• **EXERCISE INSTRUCTIONS**
(A) In the Tim Walker article, around what year did Tim first notice a cartoon on the TV at his grandparents' house?
(B) Rewrite the Tim Walker article from "The first person" to "He never stopped.", swapping "pencil" for "crayon".
***** SUPPLIED PASSAGE
(NOTE: You may click on the images in this article to view them larger)
The first person that comes to my mind when I think of my Disney TV Animation days is Tim Walker. I started out working on “DuckTales” and Tim was the director. We quickly became friends and I loved his passion for animation, and learning about his career as an animator and artist. Many years later, his art is helping him overcome Parkinson’s disease.
Around 1952, when Tim was four or five years old, he was at his grandparents’ house and ran by the TV. Noticing a cartoon on it, he stopped in his tracks and was immediately taken by what he saw. Asking his grandparents about it, he learned what they knew of animation, and that it was drawn by artists, so that day he grabbed a pencil and paper and decided to start drawing. He never stopped.
In 1959, still fascinated with animation, a man moved in next to Tim’s parents, and he happened to be the head of publicity for the local ABC network. The man told Tim about a new show that he thought he’d like called “The Flintstones,” and that it was soon coming to ABC, and was being done by the same people that did Huckleberry Hound and Yogi Bear. He told Tim that the where the Hanna Barbera studio was, which wasn’t too far from where they lived. Tim realized that when he rode his bike to school, if he went just a couple more blocks he’d get to Hanna Barbera.
One Saturday Tim decided to ride to Hanna Barbera for the first time. He looked around and noticed a couple big dumpsters outside the building. Curious if there might be anything interesting inside, Tim took a peek, to discover that they were filled not just with trash but with cels and artwork! He filled his knapsack with whatever artwork he could, although there was so much he couldn’t take it all, and he continued grabbing artwork for the next ten years. He also discovered that other studios such as Format Films and Bob Clampett’s studios were nearby and tended to have their artwork outside in the trash for the picking.
**********
***** EXTRACTED MATERIAL
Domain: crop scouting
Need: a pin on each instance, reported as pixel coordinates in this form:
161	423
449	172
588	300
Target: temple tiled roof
**********
• **OUTPUTS FOR THE TASKS**
(A) Around 1952.

(B)
The first person that comes to my mind when I think of my Disney TV Animation days is Tim Walker. I started out working on “DuckTales” and Tim was the director. We quickly became friends and I loved his passion for animation, and learning about his career as an animator and artist. Many years later, his art is helping him overcome Parkinson’s disease.
Around 1952, when Tim was four or five years old, he was at his grandparents’ house and ran by the TV. Noticing a cartoon on it, he stopped in his tracks and was immediately taken by what he saw. Asking his grandparents about it, he learned what they knew of animation, and that it was drawn by artists, so that day he grabbed a crayon and paper and decided to start drawing. He never stopped.